■ **Zadania do wykonania**
1) Którzy muzycy założyli zespół opisany w tekście o kapeli High Tension i w którym roku?
2) Podejmij na nowo tekst o zespole High Tension i pisz go dalej, zaczynając po jego ostatnim zdaniu.

■ **Tekst strony**

Jednym z tych mało
znanych zespołów heavy metalowych, który próbował
kilka razy uchronić się przed zapomnieniem przez fanów i
popadnięciem w zapomnienie jest niemiecki High Tension. Kapelę
założyli bracia Weisshaar w 1979r i najciekawszy okres tej formacji
to oczywiście lata 80. Próbowali potem powrócić w
1994r, jednak album „4” nie odniósł większego sukcesu i
potem znów reaktywowali się w 2008r i tak pojawił się piąty
album w postaci „Meanstreak”. Najciekawszy okres działalności
High Tension to oczywiście okres lat 80 i wtedy zespół wydał
3 całkiem przyzwoite wydawnictwa. Dwa pierwsze albumy były po
prostu przeciętnie i brak godnego pochwały utworu, sprawiły że
zespół był o krok od totalnego zapomnienia. Na szczęście w
1987 r ukazał się „Master of Madness”, który należy
uznać za najlepszy album tej niemieckiej formacji, choć dalekie
jest to od arcydzieła. To co znajdziemy na tym krążku to solidny
typowy niemiecki heavy metal wzorowany na Accept, Steeler, czy
Warlock, choć nie brakuje tutaj też odesłań do Scorpions. Właśnie
na tym albumie zespół pokazał, że drzemie w nich potencjał.

■ **Podane rekordy**
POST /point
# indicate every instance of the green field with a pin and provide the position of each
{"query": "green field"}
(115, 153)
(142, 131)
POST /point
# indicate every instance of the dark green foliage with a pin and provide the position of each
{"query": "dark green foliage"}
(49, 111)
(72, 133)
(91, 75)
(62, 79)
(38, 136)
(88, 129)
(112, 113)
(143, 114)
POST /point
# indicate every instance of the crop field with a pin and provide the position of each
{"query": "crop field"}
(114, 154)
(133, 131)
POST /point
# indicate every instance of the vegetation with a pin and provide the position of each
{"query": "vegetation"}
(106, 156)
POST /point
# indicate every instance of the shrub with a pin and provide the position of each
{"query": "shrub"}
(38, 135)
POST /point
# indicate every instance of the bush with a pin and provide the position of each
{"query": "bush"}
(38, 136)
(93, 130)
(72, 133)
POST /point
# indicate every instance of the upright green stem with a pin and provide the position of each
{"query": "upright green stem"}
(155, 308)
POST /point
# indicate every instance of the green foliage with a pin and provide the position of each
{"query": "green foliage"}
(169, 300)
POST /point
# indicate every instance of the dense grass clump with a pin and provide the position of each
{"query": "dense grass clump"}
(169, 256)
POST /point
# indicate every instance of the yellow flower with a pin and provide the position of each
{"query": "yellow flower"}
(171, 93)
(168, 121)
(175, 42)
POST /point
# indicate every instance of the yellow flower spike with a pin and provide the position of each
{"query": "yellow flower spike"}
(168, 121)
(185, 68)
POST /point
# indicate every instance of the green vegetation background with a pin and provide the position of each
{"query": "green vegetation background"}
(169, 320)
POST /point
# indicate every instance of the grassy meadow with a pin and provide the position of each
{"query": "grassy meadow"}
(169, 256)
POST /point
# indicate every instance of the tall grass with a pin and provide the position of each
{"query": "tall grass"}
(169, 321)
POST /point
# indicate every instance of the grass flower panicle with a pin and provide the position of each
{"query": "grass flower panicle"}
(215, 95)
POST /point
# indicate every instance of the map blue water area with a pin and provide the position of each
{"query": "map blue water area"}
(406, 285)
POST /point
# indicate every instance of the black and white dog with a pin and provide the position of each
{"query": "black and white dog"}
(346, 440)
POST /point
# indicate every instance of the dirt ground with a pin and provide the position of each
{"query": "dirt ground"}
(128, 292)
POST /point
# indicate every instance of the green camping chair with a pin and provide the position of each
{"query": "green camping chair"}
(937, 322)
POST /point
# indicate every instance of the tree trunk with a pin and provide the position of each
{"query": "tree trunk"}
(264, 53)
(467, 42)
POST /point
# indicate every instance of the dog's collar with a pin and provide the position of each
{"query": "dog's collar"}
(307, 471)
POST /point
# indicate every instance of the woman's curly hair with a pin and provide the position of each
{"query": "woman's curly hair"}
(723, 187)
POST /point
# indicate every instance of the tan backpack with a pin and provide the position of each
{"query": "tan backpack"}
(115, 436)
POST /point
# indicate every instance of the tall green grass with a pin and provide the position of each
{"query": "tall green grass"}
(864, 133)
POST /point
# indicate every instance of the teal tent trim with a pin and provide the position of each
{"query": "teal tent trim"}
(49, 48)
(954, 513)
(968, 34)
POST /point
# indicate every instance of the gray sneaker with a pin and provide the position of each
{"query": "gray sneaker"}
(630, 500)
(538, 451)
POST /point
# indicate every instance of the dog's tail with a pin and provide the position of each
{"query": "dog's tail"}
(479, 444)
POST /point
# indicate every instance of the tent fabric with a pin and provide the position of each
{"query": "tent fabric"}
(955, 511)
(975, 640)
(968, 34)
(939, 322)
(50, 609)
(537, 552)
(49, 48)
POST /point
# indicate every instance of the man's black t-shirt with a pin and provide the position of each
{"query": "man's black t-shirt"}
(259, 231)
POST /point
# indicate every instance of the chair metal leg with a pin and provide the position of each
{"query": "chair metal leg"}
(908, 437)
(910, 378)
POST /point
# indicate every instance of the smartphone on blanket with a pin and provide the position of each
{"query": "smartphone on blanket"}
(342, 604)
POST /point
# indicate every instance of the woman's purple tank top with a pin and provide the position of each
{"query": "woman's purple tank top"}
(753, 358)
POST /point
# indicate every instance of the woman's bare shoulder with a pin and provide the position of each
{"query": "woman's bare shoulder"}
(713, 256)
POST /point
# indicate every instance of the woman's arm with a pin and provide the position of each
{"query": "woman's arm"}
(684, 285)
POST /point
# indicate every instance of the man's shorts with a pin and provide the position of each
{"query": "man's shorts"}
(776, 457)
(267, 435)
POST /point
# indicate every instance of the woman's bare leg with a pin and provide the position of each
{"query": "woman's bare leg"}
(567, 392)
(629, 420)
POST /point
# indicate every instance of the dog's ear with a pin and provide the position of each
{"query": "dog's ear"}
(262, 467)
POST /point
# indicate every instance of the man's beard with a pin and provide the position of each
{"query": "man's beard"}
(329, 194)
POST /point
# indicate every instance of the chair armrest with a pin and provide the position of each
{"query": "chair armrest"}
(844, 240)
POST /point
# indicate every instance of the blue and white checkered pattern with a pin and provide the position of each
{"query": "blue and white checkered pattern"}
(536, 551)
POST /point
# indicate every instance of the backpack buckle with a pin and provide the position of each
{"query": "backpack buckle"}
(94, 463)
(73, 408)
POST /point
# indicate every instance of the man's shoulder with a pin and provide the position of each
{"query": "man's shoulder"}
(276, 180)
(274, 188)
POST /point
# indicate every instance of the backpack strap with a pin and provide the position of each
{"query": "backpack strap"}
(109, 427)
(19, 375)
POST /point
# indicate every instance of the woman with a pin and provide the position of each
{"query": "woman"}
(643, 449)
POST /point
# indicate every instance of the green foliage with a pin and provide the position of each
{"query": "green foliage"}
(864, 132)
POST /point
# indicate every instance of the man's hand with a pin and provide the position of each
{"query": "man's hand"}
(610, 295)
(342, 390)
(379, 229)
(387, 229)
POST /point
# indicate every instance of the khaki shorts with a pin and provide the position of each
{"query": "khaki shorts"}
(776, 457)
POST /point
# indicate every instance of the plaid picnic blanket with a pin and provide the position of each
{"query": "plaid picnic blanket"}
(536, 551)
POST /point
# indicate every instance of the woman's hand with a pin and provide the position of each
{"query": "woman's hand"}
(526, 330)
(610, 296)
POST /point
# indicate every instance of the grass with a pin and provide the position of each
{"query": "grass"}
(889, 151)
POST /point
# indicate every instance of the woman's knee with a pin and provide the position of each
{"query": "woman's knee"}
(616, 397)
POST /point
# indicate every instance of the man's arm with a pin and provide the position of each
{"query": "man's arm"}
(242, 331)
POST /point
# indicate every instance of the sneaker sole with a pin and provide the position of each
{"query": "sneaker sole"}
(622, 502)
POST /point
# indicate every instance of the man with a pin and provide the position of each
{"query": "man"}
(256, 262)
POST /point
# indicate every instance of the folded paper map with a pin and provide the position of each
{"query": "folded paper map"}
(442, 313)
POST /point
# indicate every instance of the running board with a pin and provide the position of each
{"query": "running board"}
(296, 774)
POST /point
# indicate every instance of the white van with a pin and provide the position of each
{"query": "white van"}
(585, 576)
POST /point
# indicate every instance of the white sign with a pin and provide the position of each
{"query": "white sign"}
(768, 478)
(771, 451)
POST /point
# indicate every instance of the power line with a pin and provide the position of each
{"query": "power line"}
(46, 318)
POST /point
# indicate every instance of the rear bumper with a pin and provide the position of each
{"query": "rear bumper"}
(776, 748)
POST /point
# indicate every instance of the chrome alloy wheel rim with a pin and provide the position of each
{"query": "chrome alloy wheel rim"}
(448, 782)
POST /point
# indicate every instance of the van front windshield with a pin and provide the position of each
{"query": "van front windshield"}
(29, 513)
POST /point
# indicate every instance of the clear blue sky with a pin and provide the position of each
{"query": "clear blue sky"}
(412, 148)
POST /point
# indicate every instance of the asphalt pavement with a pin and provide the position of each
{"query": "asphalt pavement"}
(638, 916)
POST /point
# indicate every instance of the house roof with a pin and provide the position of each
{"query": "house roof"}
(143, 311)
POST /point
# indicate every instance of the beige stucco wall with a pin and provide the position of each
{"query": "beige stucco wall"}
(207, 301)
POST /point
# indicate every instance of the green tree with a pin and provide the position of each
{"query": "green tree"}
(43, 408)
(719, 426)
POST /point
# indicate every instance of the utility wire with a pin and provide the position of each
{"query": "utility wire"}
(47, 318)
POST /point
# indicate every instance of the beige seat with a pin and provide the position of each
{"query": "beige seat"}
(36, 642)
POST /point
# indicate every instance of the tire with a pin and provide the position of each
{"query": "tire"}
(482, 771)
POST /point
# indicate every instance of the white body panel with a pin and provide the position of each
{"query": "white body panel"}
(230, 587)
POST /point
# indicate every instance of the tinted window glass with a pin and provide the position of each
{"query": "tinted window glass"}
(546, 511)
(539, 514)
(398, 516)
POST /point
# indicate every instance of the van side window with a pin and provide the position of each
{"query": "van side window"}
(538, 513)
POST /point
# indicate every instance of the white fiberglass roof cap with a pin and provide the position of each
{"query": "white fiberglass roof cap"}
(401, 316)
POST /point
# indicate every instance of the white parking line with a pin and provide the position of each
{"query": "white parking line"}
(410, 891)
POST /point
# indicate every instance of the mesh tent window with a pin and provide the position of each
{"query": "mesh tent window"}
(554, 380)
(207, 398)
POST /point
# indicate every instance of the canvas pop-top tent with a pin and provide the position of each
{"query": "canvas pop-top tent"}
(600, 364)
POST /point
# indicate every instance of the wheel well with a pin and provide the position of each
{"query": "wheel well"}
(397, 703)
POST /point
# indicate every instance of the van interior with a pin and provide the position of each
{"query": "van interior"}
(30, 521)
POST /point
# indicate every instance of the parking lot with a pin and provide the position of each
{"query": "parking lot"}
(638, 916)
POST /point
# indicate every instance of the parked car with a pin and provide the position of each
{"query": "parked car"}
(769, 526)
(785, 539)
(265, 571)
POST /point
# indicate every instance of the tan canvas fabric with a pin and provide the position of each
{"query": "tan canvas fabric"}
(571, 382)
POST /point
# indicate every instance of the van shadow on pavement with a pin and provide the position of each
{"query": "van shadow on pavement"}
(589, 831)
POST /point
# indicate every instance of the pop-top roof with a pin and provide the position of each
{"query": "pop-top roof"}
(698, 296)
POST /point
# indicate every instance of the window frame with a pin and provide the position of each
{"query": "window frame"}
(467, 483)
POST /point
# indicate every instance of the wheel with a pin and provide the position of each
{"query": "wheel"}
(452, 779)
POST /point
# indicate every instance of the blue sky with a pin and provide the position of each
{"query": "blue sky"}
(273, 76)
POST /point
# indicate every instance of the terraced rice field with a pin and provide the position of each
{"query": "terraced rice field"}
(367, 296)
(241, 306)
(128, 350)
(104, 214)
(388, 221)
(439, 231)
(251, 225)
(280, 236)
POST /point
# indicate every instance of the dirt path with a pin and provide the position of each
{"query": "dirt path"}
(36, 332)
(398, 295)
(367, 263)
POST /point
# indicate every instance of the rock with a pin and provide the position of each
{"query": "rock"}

■ **Oczekiwane odpowiedzi**
1) Bracia Weisshaar, w 1979 roku.

2)
High Tension wprowadził do swojej muzyki więcej agresji i energii,
co zaprocentowało naprawdę udanym materiałem. W dalszym ciągu
zespół napędzał Armin Weisshaar, który pełnił rolę
gitarzysty i wokalisty. Dobrze radził sobie z powierzonymi
zadaniami, a jego współpraca z bratem jeśli chodzi o riffy i
solówki była godna uwagi. Urok tkwił w szczerości i
pomysłowości. Przejawiała się ona przede wszystkim w
rozpędzonych, nieco speed metalowych kompozycjach. Właśnie takie
petardy jak „Touch of Steel” czy „Stiletto
Heels” w pełni pokazywały wartość tej kapeli i na co
ich tak naprawdę stać. Płyta była niezwykłe urozmaicona i tak
mamy miks Judas Priest i Running Wild w „Hard Lies”,
który jest takim metalowym hymnem, który ma porwać
tłum do zabawy. Hard rockowe czasy Accept z okresu „Metal Heart”
przejawiają się w przebojowym „Kings And Queens”
. High Tension nawet nagrał swój „Screaming For Love Bite”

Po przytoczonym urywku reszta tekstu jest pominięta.